**Problem requirements**
Quote the records that follow in full and exactly; leave out the pictures.

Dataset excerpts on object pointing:

-- BEGIN --

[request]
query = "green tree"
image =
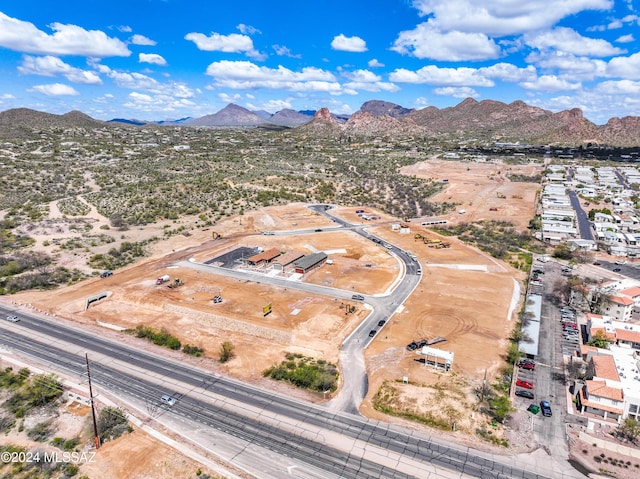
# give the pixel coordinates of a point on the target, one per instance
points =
(599, 340)
(500, 407)
(629, 430)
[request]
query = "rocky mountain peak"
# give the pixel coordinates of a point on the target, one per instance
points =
(323, 114)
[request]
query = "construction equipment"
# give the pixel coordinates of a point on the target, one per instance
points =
(176, 282)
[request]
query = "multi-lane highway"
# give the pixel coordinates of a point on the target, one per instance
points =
(320, 441)
(337, 443)
(354, 375)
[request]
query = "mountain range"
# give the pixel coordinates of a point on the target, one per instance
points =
(485, 120)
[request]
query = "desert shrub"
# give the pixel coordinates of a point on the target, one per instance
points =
(112, 423)
(41, 431)
(305, 373)
(192, 350)
(227, 351)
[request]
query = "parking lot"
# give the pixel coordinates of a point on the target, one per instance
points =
(559, 336)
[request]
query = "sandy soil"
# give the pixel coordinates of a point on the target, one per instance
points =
(476, 187)
(464, 295)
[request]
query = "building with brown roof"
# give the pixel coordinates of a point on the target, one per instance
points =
(265, 257)
(286, 259)
(602, 394)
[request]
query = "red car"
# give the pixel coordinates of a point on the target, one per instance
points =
(529, 366)
(524, 384)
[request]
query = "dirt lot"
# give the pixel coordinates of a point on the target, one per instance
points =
(464, 295)
(476, 187)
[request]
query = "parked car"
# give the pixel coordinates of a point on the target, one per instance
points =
(546, 408)
(533, 409)
(529, 366)
(526, 361)
(523, 393)
(412, 346)
(524, 384)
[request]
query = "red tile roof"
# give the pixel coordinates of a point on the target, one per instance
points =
(600, 389)
(605, 367)
(626, 335)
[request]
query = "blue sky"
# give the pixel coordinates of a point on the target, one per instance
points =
(162, 59)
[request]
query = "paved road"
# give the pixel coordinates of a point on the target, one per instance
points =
(355, 381)
(341, 444)
(584, 225)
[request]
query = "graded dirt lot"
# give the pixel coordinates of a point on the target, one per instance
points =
(480, 187)
(464, 295)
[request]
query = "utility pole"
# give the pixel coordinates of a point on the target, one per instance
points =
(96, 437)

-- END --

**The reply**
[request]
query = "green tree"
image =
# give the pixel coordinates of a point on the target, one per instance
points =
(599, 340)
(500, 407)
(629, 430)
[request]
query = "rocky mountain peak"
# give the pixel coordinates of a point on the target, one per instance
points =
(323, 114)
[request]
query = "construction equipment"
# give the pixel coordinates of a point on the target, one per instance
points =
(176, 282)
[request]
query = "multi-lane highway"
# give the pixel coordinates of a point on the target, one per instance
points =
(320, 441)
(337, 443)
(354, 375)
[request]
query = "mountain range"
# give the pixel coordinates of a point on the target, one per instance
points =
(485, 120)
[request]
query = "desert shrub"
# give the pixel coordinates of a point on the target, one per instance
points =
(112, 423)
(41, 431)
(305, 373)
(192, 350)
(227, 351)
[request]
query = "parking lot"
# give the pixel coordinates of a point on the target, one per instance
points =
(559, 336)
[request]
query = "sandy soil"
# give the pixel coordinates of a point on the target, one per instance
points =
(476, 187)
(464, 295)
[request]
query = "building with brown roof"
# give the pixel coordinates of a point on the target, one per instance
points =
(265, 257)
(286, 259)
(602, 394)
[request]
query = "red car"
# give the pixel coordinates of a point on the target, one per instance
points =
(529, 366)
(524, 384)
[request]
query = "dirt lot"
# give the pixel coordinates of a point on the target, one per instance
points =
(464, 295)
(476, 187)
[request]
query = "parked car"
# give the pixel coordinates of a point on the target, one per instance
points =
(546, 408)
(533, 409)
(529, 366)
(526, 361)
(523, 393)
(412, 346)
(524, 384)
[request]
query = "red tile roof"
# give the pixel coordinates of a point on the target, one per instance
points =
(600, 389)
(605, 367)
(626, 335)
[request]
query = "blue sky"
# give the pixel coordinates of a point on the target, one per instance
points =
(162, 59)
[request]
query = "paved road"
# give the pixel coordinates of a point on the target, one per instance
points =
(355, 381)
(341, 444)
(584, 225)
[request]
query = "graded dirt lot"
# give the pixel coordinates of a point on the target, one per instance
points =
(480, 187)
(464, 295)
[request]
query = "utility pole"
# give the pixel coordinates of a point on the target, one per instance
points =
(96, 437)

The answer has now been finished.